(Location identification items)
+--

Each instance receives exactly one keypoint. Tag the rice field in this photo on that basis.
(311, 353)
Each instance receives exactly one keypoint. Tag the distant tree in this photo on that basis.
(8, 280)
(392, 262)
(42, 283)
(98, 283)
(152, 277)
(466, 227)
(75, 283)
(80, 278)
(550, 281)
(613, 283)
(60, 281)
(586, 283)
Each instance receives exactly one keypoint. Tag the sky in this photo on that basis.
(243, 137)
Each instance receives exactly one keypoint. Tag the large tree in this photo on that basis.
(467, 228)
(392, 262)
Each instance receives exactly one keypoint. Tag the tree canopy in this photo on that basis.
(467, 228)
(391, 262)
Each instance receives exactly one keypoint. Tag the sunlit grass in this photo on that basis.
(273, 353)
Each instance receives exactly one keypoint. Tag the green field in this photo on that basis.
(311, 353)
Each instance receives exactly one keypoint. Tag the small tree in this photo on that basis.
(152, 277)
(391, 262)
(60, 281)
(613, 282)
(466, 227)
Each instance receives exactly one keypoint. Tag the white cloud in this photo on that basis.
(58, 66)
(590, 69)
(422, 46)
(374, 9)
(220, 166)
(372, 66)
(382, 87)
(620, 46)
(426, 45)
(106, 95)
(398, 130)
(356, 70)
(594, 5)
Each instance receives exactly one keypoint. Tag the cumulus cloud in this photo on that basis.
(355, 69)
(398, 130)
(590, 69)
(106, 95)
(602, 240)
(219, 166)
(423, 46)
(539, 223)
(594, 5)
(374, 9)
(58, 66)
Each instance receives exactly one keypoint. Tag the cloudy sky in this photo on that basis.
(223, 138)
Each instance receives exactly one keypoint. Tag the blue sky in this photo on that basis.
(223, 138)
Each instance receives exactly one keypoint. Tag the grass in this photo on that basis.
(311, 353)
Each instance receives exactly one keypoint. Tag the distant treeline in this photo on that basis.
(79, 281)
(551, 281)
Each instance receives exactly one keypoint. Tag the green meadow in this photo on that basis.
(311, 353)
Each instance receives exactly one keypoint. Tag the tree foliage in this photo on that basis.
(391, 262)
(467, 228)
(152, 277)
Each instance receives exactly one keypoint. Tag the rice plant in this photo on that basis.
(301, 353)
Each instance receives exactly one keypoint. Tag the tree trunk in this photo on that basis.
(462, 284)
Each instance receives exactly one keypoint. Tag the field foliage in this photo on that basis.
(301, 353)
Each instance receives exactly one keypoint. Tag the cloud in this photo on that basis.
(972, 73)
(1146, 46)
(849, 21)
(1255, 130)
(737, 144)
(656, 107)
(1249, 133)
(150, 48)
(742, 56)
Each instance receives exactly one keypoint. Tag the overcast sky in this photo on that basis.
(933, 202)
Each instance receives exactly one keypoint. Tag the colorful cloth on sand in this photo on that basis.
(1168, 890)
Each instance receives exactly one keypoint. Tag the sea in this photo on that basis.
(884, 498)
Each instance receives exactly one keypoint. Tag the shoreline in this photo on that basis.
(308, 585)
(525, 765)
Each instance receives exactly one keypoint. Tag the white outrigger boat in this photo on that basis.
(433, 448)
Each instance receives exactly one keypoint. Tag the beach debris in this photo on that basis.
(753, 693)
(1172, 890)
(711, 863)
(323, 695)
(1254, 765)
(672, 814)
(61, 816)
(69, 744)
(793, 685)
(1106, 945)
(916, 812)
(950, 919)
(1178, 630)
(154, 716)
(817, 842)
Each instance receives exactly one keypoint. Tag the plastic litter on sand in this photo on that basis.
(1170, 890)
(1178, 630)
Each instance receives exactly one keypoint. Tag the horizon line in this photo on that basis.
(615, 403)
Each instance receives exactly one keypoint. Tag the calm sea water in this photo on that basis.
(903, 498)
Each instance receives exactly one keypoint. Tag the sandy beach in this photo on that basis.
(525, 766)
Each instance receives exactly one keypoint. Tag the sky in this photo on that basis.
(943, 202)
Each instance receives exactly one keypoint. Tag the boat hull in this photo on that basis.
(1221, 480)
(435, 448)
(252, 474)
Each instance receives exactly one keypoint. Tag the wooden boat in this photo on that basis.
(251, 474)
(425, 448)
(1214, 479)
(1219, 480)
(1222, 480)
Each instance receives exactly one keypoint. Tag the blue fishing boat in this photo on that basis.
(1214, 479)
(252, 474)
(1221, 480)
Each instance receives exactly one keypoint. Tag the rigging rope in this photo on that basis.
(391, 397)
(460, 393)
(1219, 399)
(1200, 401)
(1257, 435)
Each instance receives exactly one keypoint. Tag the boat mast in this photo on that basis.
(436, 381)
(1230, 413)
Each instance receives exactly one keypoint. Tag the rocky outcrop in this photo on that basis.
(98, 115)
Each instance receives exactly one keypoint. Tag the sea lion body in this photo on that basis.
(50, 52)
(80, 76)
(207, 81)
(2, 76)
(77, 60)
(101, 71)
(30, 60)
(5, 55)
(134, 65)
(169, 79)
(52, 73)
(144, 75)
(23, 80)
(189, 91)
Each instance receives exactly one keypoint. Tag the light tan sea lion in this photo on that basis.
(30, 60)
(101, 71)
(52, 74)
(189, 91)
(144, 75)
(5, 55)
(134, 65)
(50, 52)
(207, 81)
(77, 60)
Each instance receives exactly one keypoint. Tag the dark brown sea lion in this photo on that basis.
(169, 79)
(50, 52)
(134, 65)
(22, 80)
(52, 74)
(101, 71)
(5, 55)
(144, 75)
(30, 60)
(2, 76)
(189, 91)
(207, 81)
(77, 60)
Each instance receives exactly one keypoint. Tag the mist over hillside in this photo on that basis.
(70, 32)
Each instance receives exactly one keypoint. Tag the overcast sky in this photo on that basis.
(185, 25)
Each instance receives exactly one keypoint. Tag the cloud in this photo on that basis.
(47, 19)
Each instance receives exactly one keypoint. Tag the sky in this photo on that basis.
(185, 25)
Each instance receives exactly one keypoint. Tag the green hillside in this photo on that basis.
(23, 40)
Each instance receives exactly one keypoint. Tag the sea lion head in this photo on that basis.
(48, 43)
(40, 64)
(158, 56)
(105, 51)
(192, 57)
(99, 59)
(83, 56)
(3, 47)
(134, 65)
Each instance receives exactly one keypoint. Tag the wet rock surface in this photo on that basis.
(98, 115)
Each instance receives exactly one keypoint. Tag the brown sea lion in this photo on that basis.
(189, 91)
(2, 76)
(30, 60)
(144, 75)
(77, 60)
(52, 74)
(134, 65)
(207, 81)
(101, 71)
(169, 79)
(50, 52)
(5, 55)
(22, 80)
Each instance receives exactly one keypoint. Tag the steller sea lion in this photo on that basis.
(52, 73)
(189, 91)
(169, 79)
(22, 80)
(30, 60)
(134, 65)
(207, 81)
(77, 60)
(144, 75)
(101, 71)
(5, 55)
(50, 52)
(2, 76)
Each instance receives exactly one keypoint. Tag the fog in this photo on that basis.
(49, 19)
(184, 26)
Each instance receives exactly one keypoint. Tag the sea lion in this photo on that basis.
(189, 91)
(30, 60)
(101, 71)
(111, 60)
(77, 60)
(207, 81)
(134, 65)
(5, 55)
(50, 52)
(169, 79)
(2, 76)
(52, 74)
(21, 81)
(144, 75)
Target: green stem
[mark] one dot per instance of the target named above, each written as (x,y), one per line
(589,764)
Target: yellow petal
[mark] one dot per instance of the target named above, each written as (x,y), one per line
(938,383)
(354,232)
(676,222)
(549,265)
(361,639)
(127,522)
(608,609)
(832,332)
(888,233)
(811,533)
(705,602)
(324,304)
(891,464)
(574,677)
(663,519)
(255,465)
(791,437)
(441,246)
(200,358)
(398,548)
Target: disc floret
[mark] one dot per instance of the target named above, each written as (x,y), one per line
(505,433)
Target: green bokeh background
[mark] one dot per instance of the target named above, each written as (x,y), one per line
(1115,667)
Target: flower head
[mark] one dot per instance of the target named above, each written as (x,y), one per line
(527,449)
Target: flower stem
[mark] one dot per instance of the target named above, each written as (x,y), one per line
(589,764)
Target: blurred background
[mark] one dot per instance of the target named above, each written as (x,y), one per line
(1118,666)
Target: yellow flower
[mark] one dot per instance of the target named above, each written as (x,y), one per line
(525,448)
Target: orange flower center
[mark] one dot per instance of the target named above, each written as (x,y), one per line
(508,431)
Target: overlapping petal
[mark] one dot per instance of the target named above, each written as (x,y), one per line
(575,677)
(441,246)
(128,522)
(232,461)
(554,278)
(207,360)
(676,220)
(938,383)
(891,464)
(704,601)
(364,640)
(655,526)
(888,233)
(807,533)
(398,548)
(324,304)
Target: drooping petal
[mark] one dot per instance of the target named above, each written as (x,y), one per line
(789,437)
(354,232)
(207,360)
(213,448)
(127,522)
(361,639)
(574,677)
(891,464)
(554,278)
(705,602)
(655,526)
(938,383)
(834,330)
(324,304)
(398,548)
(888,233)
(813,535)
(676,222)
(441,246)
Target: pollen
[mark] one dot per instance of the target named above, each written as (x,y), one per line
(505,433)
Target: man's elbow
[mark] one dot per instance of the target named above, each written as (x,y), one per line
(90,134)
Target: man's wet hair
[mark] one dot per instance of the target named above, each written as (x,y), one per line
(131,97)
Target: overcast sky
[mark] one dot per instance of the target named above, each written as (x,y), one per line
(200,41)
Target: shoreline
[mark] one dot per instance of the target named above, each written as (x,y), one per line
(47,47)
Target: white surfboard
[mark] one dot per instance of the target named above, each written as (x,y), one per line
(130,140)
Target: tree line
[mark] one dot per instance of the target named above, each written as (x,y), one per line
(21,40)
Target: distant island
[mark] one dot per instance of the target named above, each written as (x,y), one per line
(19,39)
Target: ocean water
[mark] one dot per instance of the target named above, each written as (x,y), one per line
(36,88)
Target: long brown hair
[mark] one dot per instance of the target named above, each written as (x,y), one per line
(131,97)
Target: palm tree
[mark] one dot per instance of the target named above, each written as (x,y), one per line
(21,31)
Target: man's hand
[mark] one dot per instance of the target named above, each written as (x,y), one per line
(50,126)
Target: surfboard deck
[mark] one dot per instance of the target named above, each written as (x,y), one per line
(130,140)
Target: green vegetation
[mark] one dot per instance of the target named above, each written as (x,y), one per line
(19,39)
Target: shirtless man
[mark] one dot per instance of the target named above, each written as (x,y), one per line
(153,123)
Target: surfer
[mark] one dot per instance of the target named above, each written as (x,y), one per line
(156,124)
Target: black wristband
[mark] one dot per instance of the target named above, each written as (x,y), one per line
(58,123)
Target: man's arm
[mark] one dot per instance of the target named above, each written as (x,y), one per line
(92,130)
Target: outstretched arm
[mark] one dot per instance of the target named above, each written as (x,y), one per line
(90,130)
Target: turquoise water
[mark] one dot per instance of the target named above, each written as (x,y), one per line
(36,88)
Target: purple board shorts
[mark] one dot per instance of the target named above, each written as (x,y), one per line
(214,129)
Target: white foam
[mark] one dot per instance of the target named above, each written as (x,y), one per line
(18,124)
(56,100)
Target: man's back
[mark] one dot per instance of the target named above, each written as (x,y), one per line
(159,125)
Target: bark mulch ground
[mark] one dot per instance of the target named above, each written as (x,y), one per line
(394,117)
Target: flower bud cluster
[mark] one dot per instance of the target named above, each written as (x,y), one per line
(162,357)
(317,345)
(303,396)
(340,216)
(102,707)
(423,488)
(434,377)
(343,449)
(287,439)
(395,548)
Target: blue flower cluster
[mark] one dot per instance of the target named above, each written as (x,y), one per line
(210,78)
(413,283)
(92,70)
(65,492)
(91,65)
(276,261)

+--

Your task. Find the line containing "Target: man's hand". Reproduce it exactly, along with every line after it through the last.

Correct answer.
Target: man's hand
[mark] one dot per instance of the target named above, each written as (x,y), one per line
(50,126)
Target: surfboard deck
[mark] one dot per instance of the target named above, each written as (x,y), one per line
(130,140)
Target: green vegetation
[mark] one dot per instance of the target named above, each written as (x,y), one per line
(19,39)
Target: shirtless man
[mark] one dot per instance of the target named above, each written as (x,y), one per line
(153,123)
Target: surfer
[mark] one dot per instance of the target named above, each written as (x,y), one per line
(156,124)
Target: black wristband
[mark] one dot per instance of the target named above, each written as (x,y), one per line
(58,123)
Target: man's arm
[mark] one dot per instance of the target named above, each written as (x,y), one per line
(92,130)
Target: outstretched arm
[mark] one dot per instance of the target named above, each written as (x,y), one per line
(90,130)
Target: turquoise water
[mark] one dot per instance of the target named above, each written as (x,y), one per line
(36,88)
Target: purple board shorts
[mark] one dot per instance of the target named above, each written as (x,y), one per line
(214,129)
Target: white foam
[mark] one dot per instance of the target named above, each written as (x,y), one per line
(18,124)
(56,100)
Target: man's back
[mark] one dot per instance of the target named above, each written as (x,y), one per line
(159,125)
Target: bark mulch ground
[mark] one dot per instance of the target named above, each written as (x,y), one per line
(394,117)
Target: flower bud cluster
[mark] one dot per instance of the target named above, each written as (x,y), one per line
(162,357)
(317,345)
(303,396)
(340,216)
(102,707)
(423,488)
(434,377)
(343,449)
(287,439)
(395,548)
Target: blue flower cluster
[mark] one dot per instance of the target named above, each written as (x,y), one per line
(210,78)
(413,283)
(92,70)
(65,492)
(91,65)
(276,261)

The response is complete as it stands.